-- Artikel --

Mohon tunggu...
Rosmani Huang
Rosmani Huang Mohon Tunggu... Karyawan swasta - Karyawan Swasta

Enjoy this life with positive thinking

Selanjutnya

Tutup

Humaniora Pilihan

Papa di Hatiku

24 Oktober 2020   14:20 Diperbarui: 27 Oktober 2020   21:00 304
+
Laporkan Konten
Laporkan Akun
Kompasiana adalah platform blog. Konten ini menjadi tanggung jawab bloger dan tidak mewakili pandangan redaksi Kompas.
Lihat foto
Saya & papa (dokpri)

Papa merupakan sosok terdekatku, selain mama. Walaupun kedekatan kami tidak seperti kedekatanku dengan mama, tetapi saya tahu beliau sangat menyayangi kami, anak-anaknya. Kalau dengan mama, kami seakan-akan tidak ada jarak, karena apapun kejadian yang saya alami dan hadapi pasti akan saya ceritakan kepada mama. Lain halnya dengan papa. Kami jarang ngobrol, karena papaku pendiam. Jarang papa membuka pembicaraan kalau bukan kami yang lebih dulu.

Saya selalu berpikir kalau papa pendiam karena papa menjaga image dengan kami, anak-anaknya, supaya kami bisa respek dan tidak melonjak (kurang ajar). Tidak bisa disalahkan juga karena itu merupakan didikan jaman dulu agar ada batas antara anak & orang tua. Berbeda dengan didikan sekarang dimana orang tua memposisikan diri sebagai teman bagi anaknya agar bisa lebih memahami dan mengerti jalan pikiran anaknya.

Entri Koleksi
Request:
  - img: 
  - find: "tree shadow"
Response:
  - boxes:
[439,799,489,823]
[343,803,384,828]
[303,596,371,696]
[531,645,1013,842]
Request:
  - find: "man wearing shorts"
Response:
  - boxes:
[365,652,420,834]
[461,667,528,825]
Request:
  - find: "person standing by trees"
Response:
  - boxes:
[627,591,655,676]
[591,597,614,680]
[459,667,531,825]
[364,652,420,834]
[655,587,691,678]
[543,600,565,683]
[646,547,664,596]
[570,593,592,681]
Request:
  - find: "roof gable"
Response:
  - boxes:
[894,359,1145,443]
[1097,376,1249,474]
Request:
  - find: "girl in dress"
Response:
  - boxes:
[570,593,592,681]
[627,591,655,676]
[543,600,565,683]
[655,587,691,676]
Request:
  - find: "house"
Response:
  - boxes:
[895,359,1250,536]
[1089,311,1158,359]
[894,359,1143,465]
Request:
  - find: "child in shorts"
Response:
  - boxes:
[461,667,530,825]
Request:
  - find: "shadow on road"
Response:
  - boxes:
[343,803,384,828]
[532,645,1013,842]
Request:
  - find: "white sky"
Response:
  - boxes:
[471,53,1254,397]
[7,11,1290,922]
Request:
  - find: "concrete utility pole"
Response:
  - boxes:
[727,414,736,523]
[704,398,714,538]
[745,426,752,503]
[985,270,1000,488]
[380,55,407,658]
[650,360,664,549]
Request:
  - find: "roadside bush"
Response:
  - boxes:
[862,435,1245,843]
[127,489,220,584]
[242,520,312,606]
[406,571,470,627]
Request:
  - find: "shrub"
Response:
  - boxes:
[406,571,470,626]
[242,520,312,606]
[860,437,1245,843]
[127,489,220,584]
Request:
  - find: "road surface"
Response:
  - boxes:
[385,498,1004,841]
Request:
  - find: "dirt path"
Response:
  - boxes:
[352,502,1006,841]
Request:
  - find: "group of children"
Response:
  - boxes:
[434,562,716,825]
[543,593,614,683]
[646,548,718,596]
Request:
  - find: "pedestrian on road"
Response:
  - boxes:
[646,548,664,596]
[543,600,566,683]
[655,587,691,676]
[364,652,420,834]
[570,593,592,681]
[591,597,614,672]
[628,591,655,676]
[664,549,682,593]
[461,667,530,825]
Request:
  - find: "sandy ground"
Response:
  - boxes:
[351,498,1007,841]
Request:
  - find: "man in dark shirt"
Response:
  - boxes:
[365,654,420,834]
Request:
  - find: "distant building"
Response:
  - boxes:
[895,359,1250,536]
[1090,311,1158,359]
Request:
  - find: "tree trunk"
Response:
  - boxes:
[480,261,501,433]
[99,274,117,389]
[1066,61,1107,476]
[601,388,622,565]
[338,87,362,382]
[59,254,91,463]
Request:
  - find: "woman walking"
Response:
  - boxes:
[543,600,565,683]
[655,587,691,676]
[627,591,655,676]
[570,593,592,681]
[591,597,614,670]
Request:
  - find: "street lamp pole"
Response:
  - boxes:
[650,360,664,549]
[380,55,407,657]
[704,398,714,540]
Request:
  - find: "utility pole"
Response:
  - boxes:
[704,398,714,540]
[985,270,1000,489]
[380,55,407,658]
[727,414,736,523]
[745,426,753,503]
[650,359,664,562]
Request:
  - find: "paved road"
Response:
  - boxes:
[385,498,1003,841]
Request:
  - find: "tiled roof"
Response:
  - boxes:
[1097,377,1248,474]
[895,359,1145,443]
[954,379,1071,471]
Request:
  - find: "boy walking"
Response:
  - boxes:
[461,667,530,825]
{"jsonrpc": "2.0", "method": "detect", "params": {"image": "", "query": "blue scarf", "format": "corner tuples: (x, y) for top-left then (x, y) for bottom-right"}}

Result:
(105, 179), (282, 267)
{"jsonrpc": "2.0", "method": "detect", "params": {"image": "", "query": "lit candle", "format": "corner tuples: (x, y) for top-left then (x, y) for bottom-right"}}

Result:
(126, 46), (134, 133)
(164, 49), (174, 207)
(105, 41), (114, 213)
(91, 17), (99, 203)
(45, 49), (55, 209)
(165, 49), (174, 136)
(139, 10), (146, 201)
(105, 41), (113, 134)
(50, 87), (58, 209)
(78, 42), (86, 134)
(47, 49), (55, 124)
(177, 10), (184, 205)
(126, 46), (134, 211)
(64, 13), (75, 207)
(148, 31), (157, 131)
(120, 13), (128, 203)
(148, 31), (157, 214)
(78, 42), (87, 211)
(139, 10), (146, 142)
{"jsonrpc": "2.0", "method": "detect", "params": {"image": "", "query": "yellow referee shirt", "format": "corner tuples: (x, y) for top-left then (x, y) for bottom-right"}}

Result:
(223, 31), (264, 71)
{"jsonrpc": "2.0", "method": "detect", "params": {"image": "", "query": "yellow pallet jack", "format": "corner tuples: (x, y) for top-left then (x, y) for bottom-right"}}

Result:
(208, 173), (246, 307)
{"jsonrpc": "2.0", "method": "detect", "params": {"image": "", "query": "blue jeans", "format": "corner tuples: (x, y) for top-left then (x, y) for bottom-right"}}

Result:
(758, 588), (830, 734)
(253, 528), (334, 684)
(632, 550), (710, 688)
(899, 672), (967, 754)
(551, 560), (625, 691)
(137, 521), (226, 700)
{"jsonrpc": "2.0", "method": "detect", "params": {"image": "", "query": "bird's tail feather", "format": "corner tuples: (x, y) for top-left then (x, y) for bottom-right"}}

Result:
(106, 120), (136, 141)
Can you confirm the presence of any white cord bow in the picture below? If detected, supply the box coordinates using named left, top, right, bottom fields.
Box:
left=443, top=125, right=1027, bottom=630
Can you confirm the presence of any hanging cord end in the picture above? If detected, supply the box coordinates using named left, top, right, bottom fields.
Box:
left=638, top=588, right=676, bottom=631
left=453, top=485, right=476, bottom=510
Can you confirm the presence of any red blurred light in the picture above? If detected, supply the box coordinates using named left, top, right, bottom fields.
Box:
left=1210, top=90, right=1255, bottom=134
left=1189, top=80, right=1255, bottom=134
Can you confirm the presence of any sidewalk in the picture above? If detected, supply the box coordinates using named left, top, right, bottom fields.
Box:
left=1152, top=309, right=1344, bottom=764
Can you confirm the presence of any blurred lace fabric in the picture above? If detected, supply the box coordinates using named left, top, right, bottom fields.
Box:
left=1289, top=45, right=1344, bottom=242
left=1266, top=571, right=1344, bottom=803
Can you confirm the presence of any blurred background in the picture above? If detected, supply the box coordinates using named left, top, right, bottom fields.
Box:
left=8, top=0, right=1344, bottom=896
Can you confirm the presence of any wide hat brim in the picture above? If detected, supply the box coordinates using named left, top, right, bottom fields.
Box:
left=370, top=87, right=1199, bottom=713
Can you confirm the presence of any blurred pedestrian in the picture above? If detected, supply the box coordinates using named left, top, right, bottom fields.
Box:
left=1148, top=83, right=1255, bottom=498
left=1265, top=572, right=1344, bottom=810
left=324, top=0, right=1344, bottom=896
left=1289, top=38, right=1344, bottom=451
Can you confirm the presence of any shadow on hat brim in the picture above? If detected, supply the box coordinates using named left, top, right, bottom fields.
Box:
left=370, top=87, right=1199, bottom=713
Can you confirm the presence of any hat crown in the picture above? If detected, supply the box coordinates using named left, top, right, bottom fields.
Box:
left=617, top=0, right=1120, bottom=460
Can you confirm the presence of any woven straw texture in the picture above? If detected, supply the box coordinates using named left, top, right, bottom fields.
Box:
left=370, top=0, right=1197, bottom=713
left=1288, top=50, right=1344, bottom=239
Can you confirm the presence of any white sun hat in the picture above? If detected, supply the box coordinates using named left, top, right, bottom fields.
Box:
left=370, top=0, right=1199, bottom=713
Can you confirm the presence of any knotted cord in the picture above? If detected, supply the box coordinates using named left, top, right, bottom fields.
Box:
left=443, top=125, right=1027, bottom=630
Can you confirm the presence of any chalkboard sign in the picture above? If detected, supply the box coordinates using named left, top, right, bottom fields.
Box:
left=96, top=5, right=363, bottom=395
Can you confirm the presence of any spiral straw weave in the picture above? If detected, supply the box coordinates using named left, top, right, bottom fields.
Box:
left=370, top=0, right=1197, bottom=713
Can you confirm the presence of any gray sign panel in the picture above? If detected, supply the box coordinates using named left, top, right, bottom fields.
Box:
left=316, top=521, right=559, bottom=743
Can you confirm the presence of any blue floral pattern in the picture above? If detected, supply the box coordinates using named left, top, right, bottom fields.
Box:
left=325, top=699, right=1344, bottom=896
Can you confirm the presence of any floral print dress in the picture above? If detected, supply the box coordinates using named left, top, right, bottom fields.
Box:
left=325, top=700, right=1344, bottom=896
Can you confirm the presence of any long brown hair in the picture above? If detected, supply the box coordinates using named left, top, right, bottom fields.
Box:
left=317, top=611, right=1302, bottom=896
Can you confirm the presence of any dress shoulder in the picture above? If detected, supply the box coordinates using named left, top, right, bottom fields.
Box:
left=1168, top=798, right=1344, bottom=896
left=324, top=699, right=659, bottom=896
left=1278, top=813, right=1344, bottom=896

-- Perintah --
Salin bagian artikel yang dimulai dengan "Papa merupakan sosok" dan berlanjut hingga "jalan pikiran anaknya.", tanpa mengubah satu kata pun. Kerjakan hanya berdasarkan artikel.

-- Hasil Akhir --
Papa merupakan sosok terdekatku, selain mama. Walaupun kedekatan kami tidak seperti kedekatanku dengan mama, tetapi saya tahu beliau sangat menyayangi kami, anak-anaknya. Kalau dengan mama, kami seakan-akan tidak ada jarak, karena apapun kejadian yang saya alami dan hadapi pasti akan saya ceritakan kepada mama. Lain halnya dengan papa. Kami jarang ngobrol, karena papaku pendiam. Jarang papa membuka pembicaraan kalau bukan kami yang lebih dulu.

Saya selalu berpikir kalau papa pendiam karena papa menjaga image dengan kami, anak-anaknya, supaya kami bisa respek dan tidak melonjak (kurang ajar). Tidak bisa disalahkan juga karena itu merupakan didikan jaman dulu agar ada batas antara anak & orang tua. Berbeda dengan didikan sekarang dimana orang tua memposisikan diri sebagai teman bagi anaknya agar bisa lebih memahami dan mengerti jalan pikiran anaknya.